Your task: Leave out any pictures and transcribe all other data below exactly.

Input data:
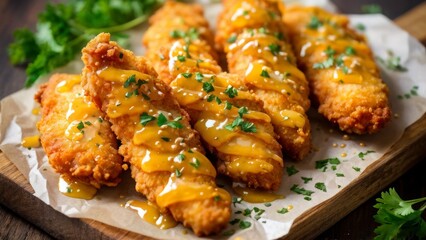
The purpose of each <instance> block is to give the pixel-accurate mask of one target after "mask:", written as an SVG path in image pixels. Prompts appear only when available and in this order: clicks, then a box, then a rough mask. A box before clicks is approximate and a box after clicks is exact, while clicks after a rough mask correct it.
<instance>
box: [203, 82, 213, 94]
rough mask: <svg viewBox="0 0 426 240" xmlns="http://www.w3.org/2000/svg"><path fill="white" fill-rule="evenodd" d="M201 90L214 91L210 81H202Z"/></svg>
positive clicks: (208, 92)
mask: <svg viewBox="0 0 426 240" xmlns="http://www.w3.org/2000/svg"><path fill="white" fill-rule="evenodd" d="M203 90H204V91H205V92H206V93H209V92H213V91H214V86H213V84H212V83H211V82H203Z"/></svg>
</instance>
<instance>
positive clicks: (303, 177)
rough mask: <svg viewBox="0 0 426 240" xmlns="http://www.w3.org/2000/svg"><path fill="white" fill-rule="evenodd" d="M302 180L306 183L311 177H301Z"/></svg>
mask: <svg viewBox="0 0 426 240" xmlns="http://www.w3.org/2000/svg"><path fill="white" fill-rule="evenodd" d="M301 178H302V180H303V183H308V182H310V181H312V178H307V177H301Z"/></svg>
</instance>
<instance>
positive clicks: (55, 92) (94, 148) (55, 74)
mask: <svg viewBox="0 0 426 240" xmlns="http://www.w3.org/2000/svg"><path fill="white" fill-rule="evenodd" d="M75 77H79V76H75V75H68V74H55V75H53V76H52V77H51V78H50V80H49V81H48V82H47V83H45V84H43V85H42V86H41V87H40V89H39V91H38V93H37V94H36V96H35V99H36V100H37V101H38V102H39V103H40V104H41V107H42V113H41V115H42V117H41V120H40V121H39V122H38V124H37V127H38V129H39V131H40V133H41V136H40V140H41V143H42V145H43V148H44V150H45V152H46V154H47V156H48V159H49V163H50V165H51V166H52V167H53V168H54V169H55V171H56V172H58V173H60V174H64V175H68V176H69V177H71V178H76V179H79V180H81V181H84V182H87V183H90V184H91V185H93V186H95V187H97V188H99V187H100V186H101V185H107V186H116V185H117V183H118V182H119V181H120V178H119V175H120V173H121V172H122V167H121V165H122V158H121V156H120V155H119V154H118V152H117V148H118V146H117V140H116V137H115V135H114V134H113V132H112V131H111V129H110V124H109V123H108V122H107V121H104V122H102V123H95V124H99V126H98V134H99V136H100V137H101V138H102V139H104V141H105V142H104V143H103V144H102V145H100V146H99V147H97V146H96V145H93V144H88V143H87V142H85V141H74V140H70V139H69V138H67V137H66V136H65V132H66V130H67V128H68V127H69V125H70V123H69V122H68V120H66V118H67V112H68V108H69V105H70V103H72V101H73V100H74V99H75V98H76V95H77V94H79V93H80V94H82V88H81V86H80V85H79V84H77V85H75V86H74V87H73V88H72V89H71V90H70V91H67V92H59V91H57V90H56V88H57V86H58V84H59V83H61V82H63V81H66V80H68V79H70V78H75ZM98 114H99V117H103V116H104V115H103V113H102V112H101V111H100V110H98ZM81 121H85V119H81ZM93 125H94V124H93Z"/></svg>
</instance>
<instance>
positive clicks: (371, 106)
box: [283, 6, 391, 134]
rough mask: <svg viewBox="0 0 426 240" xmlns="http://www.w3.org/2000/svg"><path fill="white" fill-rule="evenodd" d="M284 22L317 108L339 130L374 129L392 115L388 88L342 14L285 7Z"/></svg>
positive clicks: (313, 9) (345, 19) (363, 47)
mask: <svg viewBox="0 0 426 240" xmlns="http://www.w3.org/2000/svg"><path fill="white" fill-rule="evenodd" d="M283 19H284V23H285V24H286V26H287V29H288V30H289V33H290V36H291V41H292V44H293V46H294V48H295V50H296V51H297V53H298V54H297V58H298V62H299V64H300V66H301V67H302V68H303V71H304V72H305V73H306V76H307V78H308V80H309V82H310V86H311V89H312V95H313V99H314V101H316V102H317V103H318V104H319V108H318V111H319V113H321V114H323V115H324V116H325V117H326V118H327V119H328V120H329V121H330V122H332V123H333V124H337V125H338V126H339V127H340V129H341V130H342V131H345V132H348V133H356V134H366V133H376V132H378V131H379V130H380V129H382V128H383V126H384V125H385V123H387V122H388V121H389V120H390V119H391V109H390V107H389V100H388V88H387V87H386V85H385V84H384V83H383V81H382V79H381V77H380V73H379V70H378V68H377V65H376V64H375V62H374V58H373V54H372V52H371V49H370V48H369V47H368V45H367V42H366V40H365V38H364V37H363V36H361V35H359V34H357V33H356V32H354V31H353V30H351V29H350V28H349V27H348V23H349V20H348V18H347V17H345V16H343V15H337V14H331V13H329V12H326V11H325V10H323V9H320V8H317V7H300V6H294V7H288V8H285V11H284V18H283Z"/></svg>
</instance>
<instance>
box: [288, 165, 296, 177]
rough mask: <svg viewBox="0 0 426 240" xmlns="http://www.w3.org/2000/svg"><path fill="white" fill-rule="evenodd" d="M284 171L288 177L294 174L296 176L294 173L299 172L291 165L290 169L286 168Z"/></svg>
mask: <svg viewBox="0 0 426 240" xmlns="http://www.w3.org/2000/svg"><path fill="white" fill-rule="evenodd" d="M286 170H287V174H288V176H292V175H294V174H296V173H298V172H299V170H297V169H296V167H295V166H294V165H292V166H290V167H286Z"/></svg>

Answer box:
The purpose of each <instance> block is to give the pixel-accurate mask of one target after "mask:", written as an SVG path in image pixels. Prompts appear only when available and in this order: clicks, then a box, then a rough mask. A box before clicks is approximate and a box after clicks is exact, while clicks after a rough mask correct it.
<instance>
box: [203, 82, 213, 94]
rough mask: <svg viewBox="0 0 426 240" xmlns="http://www.w3.org/2000/svg"><path fill="white" fill-rule="evenodd" d="M201 90L214 91L210 81H202Z"/></svg>
positive clicks: (208, 92)
mask: <svg viewBox="0 0 426 240" xmlns="http://www.w3.org/2000/svg"><path fill="white" fill-rule="evenodd" d="M203 90H204V91H205V92H206V93H209V92H213V91H214V86H213V84H212V83H211V82H203Z"/></svg>
</instance>
<instance>
positive clicks: (303, 177)
rough mask: <svg viewBox="0 0 426 240" xmlns="http://www.w3.org/2000/svg"><path fill="white" fill-rule="evenodd" d="M302 180L306 183L311 177H301Z"/></svg>
mask: <svg viewBox="0 0 426 240" xmlns="http://www.w3.org/2000/svg"><path fill="white" fill-rule="evenodd" d="M301 178H302V180H303V183H308V182H310V181H312V178H307V177H301Z"/></svg>
</instance>
<instance>
positive clicks: (55, 92) (94, 148) (55, 74)
mask: <svg viewBox="0 0 426 240" xmlns="http://www.w3.org/2000/svg"><path fill="white" fill-rule="evenodd" d="M75 77H79V76H75V75H68V74H55V75H53V76H52V77H51V78H50V80H49V81H48V82H47V83H45V84H43V85H42V86H41V87H40V89H39V91H38V93H37V94H36V96H35V99H36V100H37V101H38V102H39V103H40V104H41V107H42V113H41V115H42V117H41V120H40V121H39V122H38V124H37V127H38V129H39V131H40V133H41V136H40V140H41V143H42V145H43V148H44V150H45V152H46V154H47V156H48V159H49V163H50V165H51V166H52V167H53V168H54V169H55V171H56V172H58V173H60V174H64V175H68V176H69V177H71V178H76V179H79V180H81V181H84V182H87V183H90V184H91V185H93V186H95V187H97V188H99V187H100V186H101V185H107V186H116V185H117V183H118V182H119V181H120V178H119V175H120V173H121V172H122V167H121V165H122V158H121V156H120V155H119V154H118V152H117V148H118V146H117V140H116V137H115V135H114V134H113V132H112V131H111V129H110V124H109V123H108V122H107V121H104V122H102V123H95V124H99V126H98V134H99V136H100V137H101V138H102V139H104V141H105V142H104V143H103V144H102V145H100V146H99V147H97V146H96V145H93V144H88V143H87V142H85V141H74V140H70V139H69V138H67V137H66V136H65V132H66V130H67V128H68V127H69V125H70V123H69V122H68V120H66V118H67V112H68V108H69V105H70V103H72V101H73V100H74V99H75V98H76V95H77V94H79V93H80V94H82V88H81V86H80V85H79V84H77V85H75V86H74V87H73V88H72V89H71V90H70V91H67V92H59V91H57V90H56V88H57V86H58V84H59V83H61V82H63V81H66V80H68V79H70V78H75ZM98 114H99V117H103V116H104V115H103V113H102V112H101V111H100V110H98ZM81 121H85V119H81ZM93 125H94V124H93Z"/></svg>
</instance>
<instance>
positive clicks: (371, 106)
box: [283, 6, 391, 134]
rough mask: <svg viewBox="0 0 426 240" xmlns="http://www.w3.org/2000/svg"><path fill="white" fill-rule="evenodd" d="M284 22L317 108L339 130L374 129L392 115L388 88L342 14L285 7Z"/></svg>
positive clicks: (313, 9) (345, 19) (363, 47)
mask: <svg viewBox="0 0 426 240" xmlns="http://www.w3.org/2000/svg"><path fill="white" fill-rule="evenodd" d="M283 19H284V23H285V24H286V26H287V29H288V30H289V33H290V36H291V41H292V44H293V46H294V48H295V50H296V51H297V53H298V54H297V58H298V62H299V64H300V66H301V67H302V68H303V71H304V72H305V73H306V76H307V78H308V80H309V82H310V86H311V89H312V95H313V99H314V101H316V102H317V103H318V104H319V108H318V111H319V113H321V114H323V115H324V116H325V117H326V118H327V119H328V120H329V121H330V122H332V123H333V124H337V125H338V126H339V127H340V129H341V130H342V131H345V132H348V133H356V134H366V133H376V132H378V131H379V130H380V129H382V128H383V126H384V125H385V123H387V122H388V121H389V120H390V119H391V109H390V107H389V100H388V88H387V87H386V85H385V84H384V83H383V81H382V79H381V77H380V73H379V70H378V68H377V65H376V64H375V62H374V58H373V54H372V52H371V49H370V48H369V47H368V45H367V42H366V40H365V38H364V37H363V36H361V35H359V34H357V33H356V32H354V31H353V30H351V29H350V28H349V27H348V23H349V20H348V18H347V17H345V16H343V15H337V14H331V13H329V12H326V11H325V10H323V9H320V8H317V7H300V6H294V7H288V8H285V11H284V18H283Z"/></svg>
</instance>
<instance>
box: [288, 165, 296, 177]
rough mask: <svg viewBox="0 0 426 240" xmlns="http://www.w3.org/2000/svg"><path fill="white" fill-rule="evenodd" d="M284 171L288 177L294 174L296 176L294 173L299 172L291 165L290 169L286 168Z"/></svg>
mask: <svg viewBox="0 0 426 240" xmlns="http://www.w3.org/2000/svg"><path fill="white" fill-rule="evenodd" d="M286 170H287V174H288V176H292V175H294V174H296V173H298V172H299V170H297V169H296V167H295V166H294V165H292V166H290V167H286Z"/></svg>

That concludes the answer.